** START OF Extracted entries **
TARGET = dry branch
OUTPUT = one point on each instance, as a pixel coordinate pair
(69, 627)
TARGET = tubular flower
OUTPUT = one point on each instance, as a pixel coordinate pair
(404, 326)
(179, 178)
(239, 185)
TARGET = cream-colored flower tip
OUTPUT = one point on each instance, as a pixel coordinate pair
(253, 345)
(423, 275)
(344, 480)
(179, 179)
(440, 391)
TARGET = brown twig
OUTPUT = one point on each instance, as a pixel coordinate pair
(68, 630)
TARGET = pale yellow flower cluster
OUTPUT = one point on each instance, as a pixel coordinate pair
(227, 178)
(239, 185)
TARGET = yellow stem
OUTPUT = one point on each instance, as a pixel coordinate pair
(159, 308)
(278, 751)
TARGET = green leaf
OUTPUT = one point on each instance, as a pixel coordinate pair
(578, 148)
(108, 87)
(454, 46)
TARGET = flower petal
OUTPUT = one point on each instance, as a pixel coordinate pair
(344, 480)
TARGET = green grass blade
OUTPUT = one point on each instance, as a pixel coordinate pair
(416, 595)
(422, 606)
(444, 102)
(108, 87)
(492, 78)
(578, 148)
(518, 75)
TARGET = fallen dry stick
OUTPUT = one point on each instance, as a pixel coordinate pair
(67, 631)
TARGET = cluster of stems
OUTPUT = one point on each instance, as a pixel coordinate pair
** END OF Extracted entries **
◆ Brief: Reproduce the listing above line for line, from start to end, without changing any character.

◆ Full solution:
TARGET = dry branch
OUTPUT = one point on each instance, as a pixel coordinate pair
(69, 627)
TARGET = tubular flower
OUTPUT = one point on each instance, as a pixel coordinate pair
(404, 326)
(179, 178)
(239, 185)
TARGET = cream-colored flower tip
OUTPUT = one point on each instance, as a pixel coordinate pair
(253, 345)
(423, 275)
(344, 480)
(179, 179)
(440, 391)
TARGET = brown twig
OUTPUT = one point on each instance, as a pixel coordinate pair
(68, 630)
TARGET = pale yellow flower cluster
OUTPUT = one point on each instance, as a pixel coordinate pair
(227, 178)
(239, 185)
TARGET = yellow stem
OUTPUT = one point on each instance, as a pixel coordinate pair
(159, 308)
(278, 751)
TARGET = green leaf
OUTPUT = one point on each instance, as a pixel coordinate pair
(578, 148)
(108, 87)
(454, 46)
TARGET = flower petal
OUTPUT = one point on each instance, as a pixel coordinate pair
(344, 480)
TARGET = green grass blade
OUTPUT = one point on each instance, as a pixel coordinate pair
(416, 595)
(422, 606)
(444, 102)
(108, 87)
(492, 78)
(578, 148)
(518, 75)
TARGET = fallen dry stick
OUTPUT = one point on each instance, as a pixel coordinate pair
(67, 631)
TARGET = cluster of stems
OUTPUT = one point on each instance, as a pixel coordinate pair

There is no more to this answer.